▶ **Exercise**
Rewrite the listing below with every occurrence of "sample" changed to "format" and all other text kept as it is. Omit the pictures from your version.
□ □ □ □
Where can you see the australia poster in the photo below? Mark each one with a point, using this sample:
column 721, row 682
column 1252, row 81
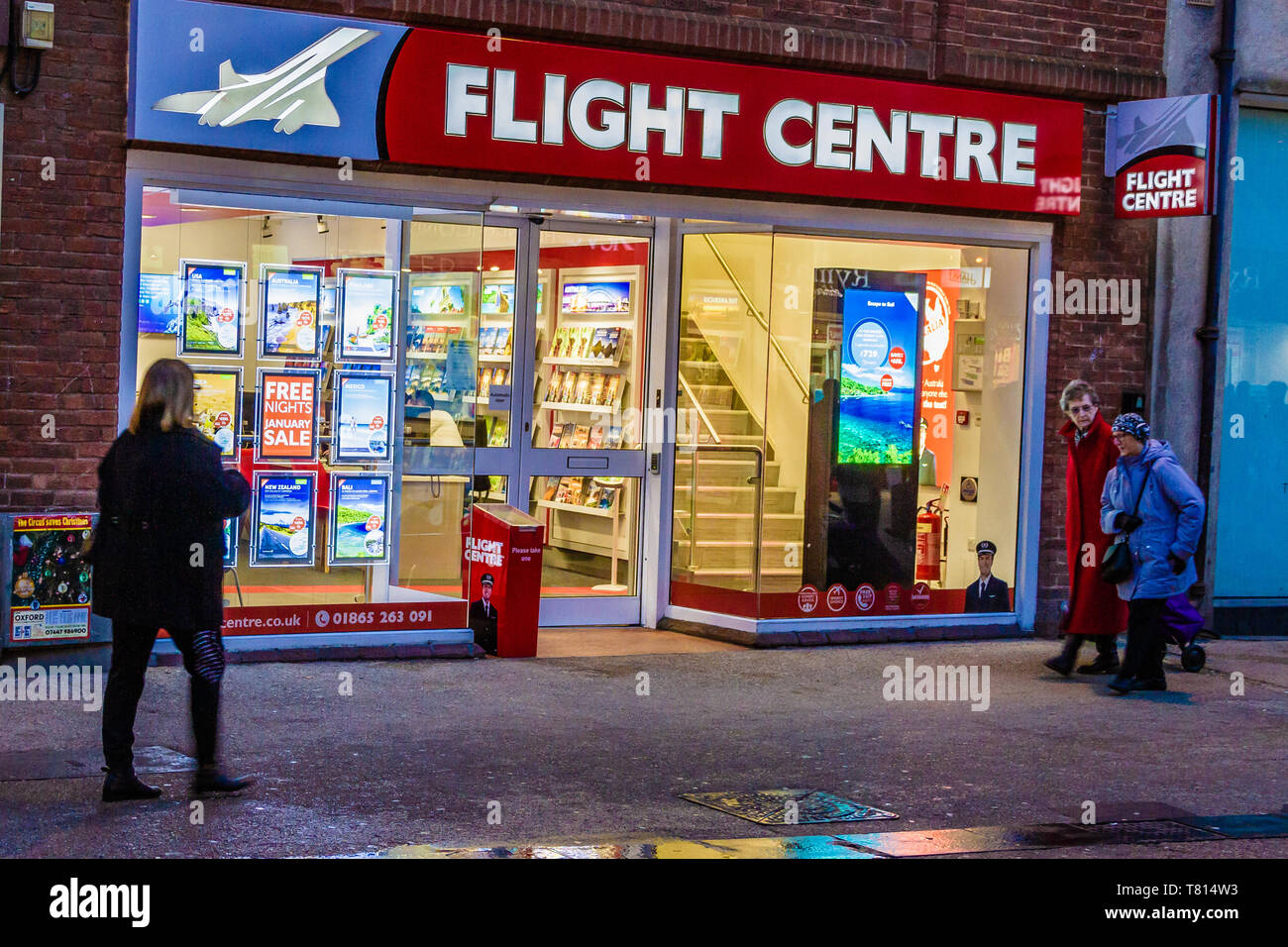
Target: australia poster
column 291, row 299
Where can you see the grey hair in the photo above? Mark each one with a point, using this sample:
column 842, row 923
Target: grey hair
column 1076, row 389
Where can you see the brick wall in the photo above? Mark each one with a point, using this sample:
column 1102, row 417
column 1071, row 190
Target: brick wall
column 60, row 262
column 60, row 243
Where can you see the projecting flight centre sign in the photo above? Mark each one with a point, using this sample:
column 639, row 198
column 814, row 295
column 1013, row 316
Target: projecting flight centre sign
column 281, row 81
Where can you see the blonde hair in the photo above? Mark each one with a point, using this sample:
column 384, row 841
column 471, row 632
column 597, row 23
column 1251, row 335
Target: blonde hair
column 165, row 397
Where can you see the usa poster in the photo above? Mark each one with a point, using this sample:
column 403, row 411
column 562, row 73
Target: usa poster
column 214, row 308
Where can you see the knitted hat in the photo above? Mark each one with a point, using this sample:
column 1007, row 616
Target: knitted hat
column 1132, row 424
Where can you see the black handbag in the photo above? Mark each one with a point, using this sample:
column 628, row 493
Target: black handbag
column 1117, row 566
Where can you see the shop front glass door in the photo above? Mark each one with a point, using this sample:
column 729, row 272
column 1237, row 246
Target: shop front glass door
column 583, row 460
column 854, row 411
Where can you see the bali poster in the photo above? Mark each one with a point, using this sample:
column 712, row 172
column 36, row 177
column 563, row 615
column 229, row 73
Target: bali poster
column 360, row 519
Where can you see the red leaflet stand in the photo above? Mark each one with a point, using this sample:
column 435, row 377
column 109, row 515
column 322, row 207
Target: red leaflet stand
column 502, row 579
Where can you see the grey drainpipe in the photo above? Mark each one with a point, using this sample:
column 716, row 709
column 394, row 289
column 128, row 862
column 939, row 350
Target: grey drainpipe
column 1210, row 331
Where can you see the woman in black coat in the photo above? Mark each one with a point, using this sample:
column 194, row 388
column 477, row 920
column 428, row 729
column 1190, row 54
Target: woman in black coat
column 158, row 558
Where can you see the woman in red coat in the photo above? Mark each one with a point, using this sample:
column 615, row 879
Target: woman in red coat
column 1095, row 609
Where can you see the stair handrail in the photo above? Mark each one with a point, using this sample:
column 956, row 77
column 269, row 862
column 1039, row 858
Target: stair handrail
column 706, row 421
column 760, row 317
column 756, row 519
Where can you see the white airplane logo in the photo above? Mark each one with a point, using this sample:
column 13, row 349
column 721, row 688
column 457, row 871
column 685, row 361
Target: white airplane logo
column 294, row 93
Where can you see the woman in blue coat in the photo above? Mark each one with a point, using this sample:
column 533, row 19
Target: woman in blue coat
column 1162, row 536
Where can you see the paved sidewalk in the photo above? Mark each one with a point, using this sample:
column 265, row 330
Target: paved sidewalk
column 585, row 750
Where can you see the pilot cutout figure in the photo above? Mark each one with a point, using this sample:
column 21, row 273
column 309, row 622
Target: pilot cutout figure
column 988, row 592
column 483, row 617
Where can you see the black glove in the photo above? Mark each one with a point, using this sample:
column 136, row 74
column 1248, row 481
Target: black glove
column 1126, row 522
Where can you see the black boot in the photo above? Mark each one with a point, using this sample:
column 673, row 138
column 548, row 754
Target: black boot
column 1063, row 663
column 1107, row 656
column 211, row 779
column 123, row 784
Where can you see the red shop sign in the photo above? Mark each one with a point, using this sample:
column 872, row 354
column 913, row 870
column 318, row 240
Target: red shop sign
column 558, row 110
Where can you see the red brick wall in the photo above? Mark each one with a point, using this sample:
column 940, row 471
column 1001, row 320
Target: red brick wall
column 62, row 241
column 60, row 262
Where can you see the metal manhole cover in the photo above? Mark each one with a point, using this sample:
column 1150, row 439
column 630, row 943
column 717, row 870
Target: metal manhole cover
column 784, row 806
column 1145, row 832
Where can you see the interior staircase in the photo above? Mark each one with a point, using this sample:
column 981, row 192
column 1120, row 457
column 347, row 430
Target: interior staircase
column 715, row 528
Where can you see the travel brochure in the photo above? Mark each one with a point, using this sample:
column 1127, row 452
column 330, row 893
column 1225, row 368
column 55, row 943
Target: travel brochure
column 436, row 299
column 490, row 376
column 366, row 315
column 581, row 491
column 360, row 519
column 432, row 341
column 592, row 388
column 291, row 299
column 588, row 343
column 217, row 406
column 596, row 296
column 213, row 308
column 283, row 519
column 361, row 416
column 494, row 341
column 498, row 298
column 585, row 436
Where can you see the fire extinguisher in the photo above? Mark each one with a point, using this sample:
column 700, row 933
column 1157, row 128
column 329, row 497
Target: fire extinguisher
column 930, row 530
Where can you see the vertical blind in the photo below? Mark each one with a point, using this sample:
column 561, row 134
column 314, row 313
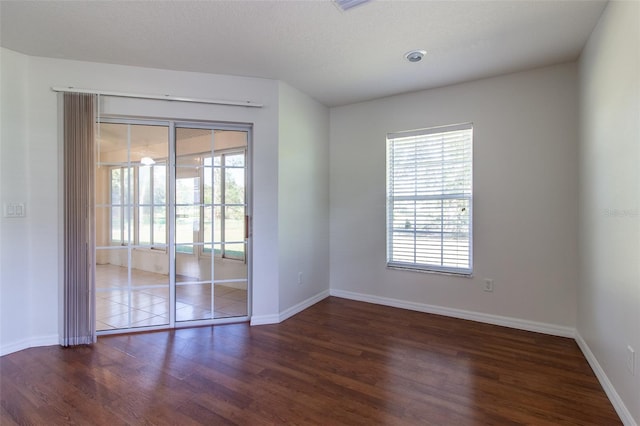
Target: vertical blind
column 79, row 221
column 429, row 199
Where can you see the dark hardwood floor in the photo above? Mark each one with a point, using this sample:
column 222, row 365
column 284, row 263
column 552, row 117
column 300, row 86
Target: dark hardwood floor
column 338, row 362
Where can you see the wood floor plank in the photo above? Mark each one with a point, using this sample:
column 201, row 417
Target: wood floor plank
column 340, row 362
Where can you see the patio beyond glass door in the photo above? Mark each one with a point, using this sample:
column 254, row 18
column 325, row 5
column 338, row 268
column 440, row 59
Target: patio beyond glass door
column 210, row 236
column 171, row 234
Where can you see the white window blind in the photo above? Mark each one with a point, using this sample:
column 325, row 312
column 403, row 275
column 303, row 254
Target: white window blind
column 429, row 199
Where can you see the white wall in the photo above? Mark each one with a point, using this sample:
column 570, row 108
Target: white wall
column 525, row 189
column 303, row 197
column 609, row 286
column 15, row 282
column 31, row 173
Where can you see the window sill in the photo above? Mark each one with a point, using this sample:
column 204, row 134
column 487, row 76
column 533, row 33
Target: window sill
column 429, row 271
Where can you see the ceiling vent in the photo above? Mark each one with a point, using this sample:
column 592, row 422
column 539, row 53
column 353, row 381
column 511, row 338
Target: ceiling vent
column 345, row 5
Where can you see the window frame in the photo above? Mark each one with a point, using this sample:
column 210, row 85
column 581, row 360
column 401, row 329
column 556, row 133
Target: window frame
column 466, row 195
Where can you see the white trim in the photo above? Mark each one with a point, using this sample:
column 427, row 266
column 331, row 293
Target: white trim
column 606, row 384
column 288, row 313
column 71, row 89
column 265, row 319
column 32, row 342
column 539, row 327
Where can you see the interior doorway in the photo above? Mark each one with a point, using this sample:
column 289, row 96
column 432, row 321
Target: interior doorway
column 172, row 235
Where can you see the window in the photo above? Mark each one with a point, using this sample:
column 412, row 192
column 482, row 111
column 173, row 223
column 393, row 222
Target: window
column 147, row 184
column 429, row 199
column 152, row 210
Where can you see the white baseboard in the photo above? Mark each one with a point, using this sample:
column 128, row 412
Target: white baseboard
column 539, row 327
column 265, row 319
column 288, row 313
column 29, row 343
column 615, row 399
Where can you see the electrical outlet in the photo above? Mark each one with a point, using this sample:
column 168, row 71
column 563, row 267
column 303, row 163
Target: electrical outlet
column 488, row 285
column 631, row 360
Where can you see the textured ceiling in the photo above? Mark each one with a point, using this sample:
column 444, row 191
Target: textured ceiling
column 336, row 57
□ □ □ □
▶ **Answer to the exercise**
Where can you see the australia poster in the photo below? Mark each one with a point, using this format:
column 721, row 682
column 1252, row 81
Target: australia poster
column 291, row 299
Where can you see the grey hair in the photo above? Mark each one with a point, using this format:
column 842, row 923
Target: grey hair
column 1076, row 389
Where can you see the brick wall in the photo above? Mark each one with a point, using this format:
column 1102, row 417
column 1071, row 190
Target: brick wall
column 60, row 262
column 60, row 243
Where can you see the projecting flight centre sign in the photo above? Mark each one with a point, using this format:
column 639, row 198
column 814, row 295
column 1013, row 316
Target: projecting flight centre sign
column 281, row 81
Where can you see the blonde hair in the photo above? Mark each one with a point, using this format:
column 384, row 841
column 471, row 632
column 597, row 23
column 1251, row 335
Target: blonde hair
column 165, row 397
Where can you see the usa poster in the photo above? Mark each one with a point, using this format:
column 403, row 411
column 562, row 73
Target: usa poster
column 214, row 308
Where can you see the knitted hat in the photo above? Mark each one with a point, using this format:
column 1007, row 616
Target: knitted hat
column 1132, row 424
Where can you see the black handbag in the photo above? Mark each one with a point, using this format:
column 628, row 493
Target: black handbag
column 1117, row 566
Where can you see the shop front glass door in the photo above? Mark each one with a point, using this format:
column 729, row 272
column 1237, row 246
Target: shop front glass door
column 583, row 460
column 854, row 411
Where can you see the bali poster in the photo above? Mark each one with a point, using this format:
column 712, row 172
column 36, row 177
column 563, row 615
column 229, row 73
Target: bali poster
column 360, row 519
Where can you see the red leaflet stand in the photo above? Mark each one with a point, using this format:
column 435, row 377
column 109, row 515
column 322, row 207
Target: red leaflet stand
column 502, row 579
Where can you see the grey drainpipe in the photo above? Mark each one with a point, using this format:
column 716, row 709
column 394, row 289
column 128, row 862
column 939, row 350
Target: grey drainpipe
column 1210, row 331
Where can you see the woman in black coat in the photo above? Mark each one with a point, using this format:
column 194, row 388
column 477, row 920
column 428, row 729
column 1190, row 54
Target: woman in black coat
column 158, row 558
Where can you see the woman in red coat in the photo above? Mark each one with a point, using this format:
column 615, row 879
Target: woman in red coat
column 1095, row 609
Where can you see the stair handrail in the photo above? Mark each one with a point, using this format:
column 956, row 77
column 269, row 862
column 1039, row 858
Target: stair handrail
column 706, row 421
column 760, row 317
column 756, row 519
Where can you see the white airplane logo in the photo above? Mark each one with a point, using this format:
column 13, row 349
column 721, row 688
column 457, row 871
column 685, row 361
Target: white airplane logo
column 294, row 93
Where can you see the woman in blue coat in the photo above? Mark each one with a point, using this format:
column 533, row 19
Target: woman in blue coat
column 1162, row 536
Where can you see the paved sidewalk in the photo above? Mark each one with a point, using this format:
column 265, row 330
Target: paved sidewalk
column 585, row 750
Where can you see the pilot cutout figure in the photo above? Mark each one with a point, using this format:
column 21, row 273
column 309, row 622
Target: pilot cutout figure
column 988, row 592
column 483, row 617
Where can you see the black glove in the photo above? Mark each one with a point, using this format:
column 136, row 74
column 1248, row 481
Target: black glove
column 1126, row 522
Where can you see the black boot in the photo above? Mark each one with a point, using this format:
column 673, row 138
column 548, row 754
Target: black boot
column 1063, row 663
column 1107, row 656
column 211, row 779
column 123, row 784
Where can you see the red shop sign in the photo above? Mark each one with a point, using this format:
column 872, row 354
column 913, row 870
column 318, row 240
Target: red shop sign
column 558, row 110
Where can you see the red brick wall in the photo above? Mark each one with a point, using this format:
column 940, row 471
column 1001, row 320
Target: red brick wall
column 62, row 241
column 60, row 262
Where can you see the metal manhole cover in the photo above? Mark each one with a point, using this format:
column 1150, row 439
column 630, row 943
column 717, row 870
Target: metal manhole cover
column 784, row 806
column 1145, row 832
Where can you see the interior staircase in the photo above? Mark each one with a point, using this format:
column 981, row 192
column 1120, row 457
column 347, row 430
Target: interior staircase
column 715, row 528
Where can you see the travel brochure in the photo above? Mark each one with a point, using this format:
column 1127, row 452
column 330, row 893
column 1225, row 368
column 55, row 943
Target: travel brochure
column 436, row 299
column 490, row 376
column 366, row 315
column 581, row 491
column 360, row 519
column 432, row 341
column 592, row 388
column 291, row 299
column 588, row 343
column 217, row 406
column 596, row 296
column 213, row 308
column 283, row 519
column 361, row 416
column 494, row 341
column 498, row 298
column 585, row 436
Where can you see the fire extinguisher in the photo above? Mark each one with a point, using this format:
column 700, row 933
column 1157, row 128
column 329, row 497
Target: fire extinguisher
column 930, row 530
Where can you see the vertical blind in the photo below? Mark each one with a point, using this format:
column 561, row 134
column 314, row 313
Target: vertical blind
column 79, row 221
column 429, row 199
Where can you see the dark hardwood floor in the photo above? Mark each one with a point, using this format:
column 222, row 365
column 284, row 263
column 552, row 117
column 300, row 86
Target: dark hardwood floor
column 338, row 362
Where can you see the wood floor plank in the photo above? Mark each one with a point, using this format:
column 201, row 417
Target: wood floor plank
column 340, row 362
Where can you see the patio beyond glass door in the photo above? Mark each one with a point, using this format:
column 254, row 18
column 325, row 5
column 338, row 268
column 440, row 59
Target: patio beyond glass door
column 210, row 236
column 171, row 234
Where can you see the white window blind in the photo above? Mark each one with a point, using this format:
column 325, row 312
column 403, row 275
column 303, row 254
Target: white window blind
column 429, row 199
Where can you see the white wall in the photo above? Mark each one with a point, using this format:
column 570, row 108
Target: white wall
column 525, row 189
column 303, row 197
column 609, row 286
column 15, row 282
column 31, row 173
Where can you see the window sill in the photo above? Mark each one with a point, using this format:
column 204, row 134
column 487, row 76
column 533, row 33
Target: window sill
column 429, row 271
Where can you see the ceiling vent in the photo above? Mark each one with a point, using this format:
column 592, row 422
column 539, row 53
column 353, row 381
column 511, row 338
Target: ceiling vent
column 345, row 5
Where can you see the window frame in the photo above? Mark each one with a point, using this format:
column 210, row 85
column 581, row 360
column 401, row 329
column 556, row 133
Target: window frame
column 466, row 195
Where can you see the white trim in the photo above? Mark each one with a point, using this format:
column 427, row 266
column 331, row 293
Target: white trim
column 606, row 384
column 288, row 313
column 71, row 89
column 265, row 319
column 32, row 342
column 539, row 327
Where can you see the interior doorway in the photo above? Mark each one with a point, using this format:
column 289, row 96
column 432, row 321
Target: interior doorway
column 172, row 235
Where can you see the window in the photo above? Mark each one with a point, using this format:
column 412, row 192
column 482, row 111
column 173, row 223
column 393, row 222
Target: window
column 147, row 184
column 429, row 199
column 152, row 210
Where can you see the white baseboard in the photo above? Mark each one with a point, using this format:
column 128, row 412
Target: white baseboard
column 539, row 327
column 265, row 319
column 288, row 313
column 29, row 343
column 615, row 399
Where can you see the electrical outlet in the photo above? Mark each one with a point, using this format:
column 168, row 71
column 563, row 267
column 303, row 163
Target: electrical outlet
column 488, row 285
column 631, row 360
Where can you see the textured ceiling in the photo above? Mark each one with a point, using this format:
column 444, row 191
Target: textured ceiling
column 336, row 57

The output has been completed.